====== MATERIAL ======
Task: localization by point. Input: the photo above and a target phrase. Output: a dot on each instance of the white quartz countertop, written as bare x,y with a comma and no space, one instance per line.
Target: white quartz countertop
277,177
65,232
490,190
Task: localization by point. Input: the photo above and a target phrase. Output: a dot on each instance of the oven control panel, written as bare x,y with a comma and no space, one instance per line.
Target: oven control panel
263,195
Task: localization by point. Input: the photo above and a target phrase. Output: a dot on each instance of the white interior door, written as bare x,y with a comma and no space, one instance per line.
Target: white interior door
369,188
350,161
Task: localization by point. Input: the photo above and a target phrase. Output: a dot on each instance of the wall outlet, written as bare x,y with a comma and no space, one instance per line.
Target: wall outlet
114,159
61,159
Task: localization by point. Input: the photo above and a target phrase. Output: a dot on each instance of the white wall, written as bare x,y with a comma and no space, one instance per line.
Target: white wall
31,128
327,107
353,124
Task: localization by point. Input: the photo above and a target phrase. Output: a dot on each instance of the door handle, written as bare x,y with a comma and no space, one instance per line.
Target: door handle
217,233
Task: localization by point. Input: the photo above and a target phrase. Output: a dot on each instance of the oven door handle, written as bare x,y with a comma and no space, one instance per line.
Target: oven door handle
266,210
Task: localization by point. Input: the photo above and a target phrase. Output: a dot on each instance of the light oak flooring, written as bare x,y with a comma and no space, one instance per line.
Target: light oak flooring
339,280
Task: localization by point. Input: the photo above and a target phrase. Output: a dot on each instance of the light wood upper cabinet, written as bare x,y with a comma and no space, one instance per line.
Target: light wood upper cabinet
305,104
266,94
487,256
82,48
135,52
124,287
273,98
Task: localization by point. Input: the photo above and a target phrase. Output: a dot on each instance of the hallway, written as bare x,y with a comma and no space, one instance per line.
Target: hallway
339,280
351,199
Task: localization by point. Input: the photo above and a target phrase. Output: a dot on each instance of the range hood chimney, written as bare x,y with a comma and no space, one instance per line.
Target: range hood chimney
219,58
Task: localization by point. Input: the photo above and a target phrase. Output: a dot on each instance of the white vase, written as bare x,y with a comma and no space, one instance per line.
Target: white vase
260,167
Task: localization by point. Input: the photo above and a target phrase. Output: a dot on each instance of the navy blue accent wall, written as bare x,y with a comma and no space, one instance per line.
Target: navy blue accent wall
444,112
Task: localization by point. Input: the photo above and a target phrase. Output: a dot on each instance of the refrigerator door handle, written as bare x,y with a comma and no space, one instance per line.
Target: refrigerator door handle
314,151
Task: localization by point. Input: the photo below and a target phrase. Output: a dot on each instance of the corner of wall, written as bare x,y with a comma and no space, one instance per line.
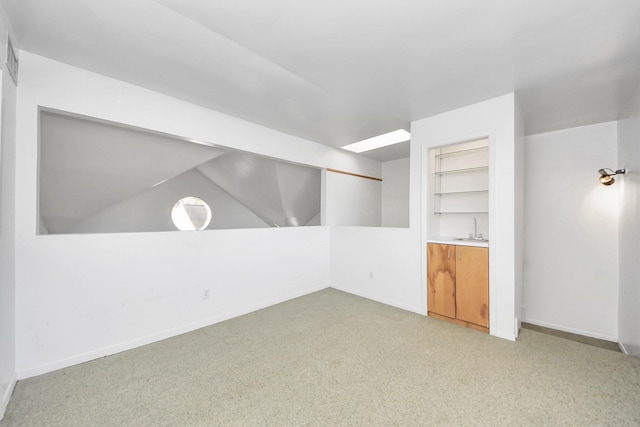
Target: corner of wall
6,396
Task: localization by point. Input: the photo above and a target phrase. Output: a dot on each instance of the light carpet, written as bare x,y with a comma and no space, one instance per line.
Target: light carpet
331,358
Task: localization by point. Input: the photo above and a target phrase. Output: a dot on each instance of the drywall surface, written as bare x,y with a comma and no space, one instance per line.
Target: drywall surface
7,232
571,231
395,193
150,210
629,290
495,119
79,297
379,263
351,200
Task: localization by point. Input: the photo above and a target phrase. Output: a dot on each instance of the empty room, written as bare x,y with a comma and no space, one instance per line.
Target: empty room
421,212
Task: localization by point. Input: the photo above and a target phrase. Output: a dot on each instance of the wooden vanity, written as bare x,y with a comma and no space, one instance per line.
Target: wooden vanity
458,284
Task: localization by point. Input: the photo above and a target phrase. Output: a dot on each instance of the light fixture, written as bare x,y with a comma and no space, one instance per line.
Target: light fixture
606,175
379,141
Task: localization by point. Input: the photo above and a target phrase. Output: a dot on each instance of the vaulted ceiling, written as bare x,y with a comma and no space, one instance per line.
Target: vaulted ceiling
336,71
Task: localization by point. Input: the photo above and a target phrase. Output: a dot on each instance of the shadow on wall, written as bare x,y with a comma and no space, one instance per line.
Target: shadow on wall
======
PROBLEM DETAILS »
Write out all of the data above word for word, and leave the pictures out of your answer.

FINISHED EXERCISE »
Task: localization by point. Input: the photo above and a target phrase. Output: a dot on each instance of the white quartz countertop, written as bare x,y with a comma and no space, one instance per line.
Target: white quartz countertop
277,177
65,232
490,190
Task: localization by point. Input: the photo above and a target phrase. Output: a dot on each instance of the oven control panel, written as bare x,y with a comma and no space, one instance per line.
Target: oven control panel
263,195
Task: localization by point. Input: the photo above and a target phrase. Output: a dot on each instance of the white interior door, written as bare x,y with a comma and no space, one instance per line.
Target: white interior door
369,188
350,161
Task: localization by point. Input: the photo above and a target phrase. Output: a dot on each instance of the wall outlet, written as bare x,y with a comma and no space, one instance per line.
Target: wall outlet
114,159
61,159
Task: localization by point. Input: the photo above and a target phrase. Output: a dot on each instance of the white wall, written as bare x,y with a comma and no space, one instance per line.
Target: white wall
31,128
327,107
353,124
Task: localization by point. Input: the photo above and a target phrase. Output: a dot on each instance of the door handle, written as bare x,y with a comma and no space, one instance per line.
Target: door handle
217,233
Task: localization by point. Input: the photo above and a target phrase. Output: a dot on each instance of the oven door handle, written as bare x,y with a comma and no space, one instance per line.
Target: oven door handle
266,210
Task: localization by point. Input: the photo above and a target phrase. Output: a dot on each instance of the light oak flooring, written as bare x,y with a comma and no space, one instance per line.
Target: light oak flooring
339,280
Task: localization by point. Input: the photo above and a target phrase. Output: a dot on each instance of the light wood upper cabinet, written as bare x,y with a comma and no space, one instance per line.
Target: light wood upper cabinet
305,104
266,94
487,256
82,48
135,52
124,287
273,98
Task: localization by point. Input: the photo above and a target phrase. Output: a dot on each instance of the hallway, written as bare x,y with a comma and no space, one instance per line.
Target: hallway
339,280
351,199
Task: localization by point. Input: the photo above and a target phrase. Output: a dot on each instance of the range hood chimney, written as bare x,y with a comma and no space, one instance per line.
Target: range hood chimney
219,58
Task: localization by point. Input: the photo above and a target phrase. Output: a dot on each instance of the white vase, written as bare x,y with a comma and no space, one instance per line.
Target: white vase
260,167
Task: localization by point. Input: the photo above and a target phrase. Output: a dot on each instance of the navy blue accent wall, written as bare x,y with a comma and no space, one instance per line.
Target: navy blue accent wall
444,112
Task: localization by point. Input: the photo above and a target phrase. Output: a dot on each instance of the refrigerator door handle, written as bare x,y with a comma and no space, one instance per line.
Target: refrigerator door handle
314,151
Task: localization by point. Input: the photo below and a target phrase. Output: a dot on each instance of the corner of wall, written as bare x,y with a comma and no space, one instance per line.
Target: corner of wall
6,396
Task: localization by point. Input: the photo above and a target phrase. Output: a dot on each instance of the light carpet, written as bare x,y with a comma and no space, one instance per line.
Target: light carpet
331,358
Task: localization by point. Input: the photo above and a target phrase. Output: a dot on each instance of the drywall surface, written as bare x,y with a comma and no space, one instance per line.
Target: drywall surface
7,232
571,231
395,193
150,210
629,290
495,119
79,297
379,263
351,200
Task: localization by point. Input: the photo above and a target phrase. Output: a dot on each instance of the empty room, written as bare x,y with a comma and no space, one instance per line.
Target: empty room
421,212
Task: localization by point. Input: the photo above and a target phrase. Output: a dot on each instance of the wooden vanity, written as bare x,y with a comma and no space, one instance per line.
Target: wooden vanity
458,284
Task: localization by point. Input: the photo above and a target phrase. Output: a dot on each instance of the light fixture, written as bare x,y with a comma and no space, one instance per line.
Target: light fixture
606,175
379,141
Task: localization by point. Input: the photo above and a target phrase. Output: a dot on each instance of the vaulted ceiling, written as bare x,y with a comma and no space, one instance per line.
Target: vaulted ceiling
336,71
Task: localization by point. Input: the photo above and a target phrase. Output: a dot on each instance of the shadow on wall, written as bare x,y with a comma and no space, one instance per line.
Target: shadow on wall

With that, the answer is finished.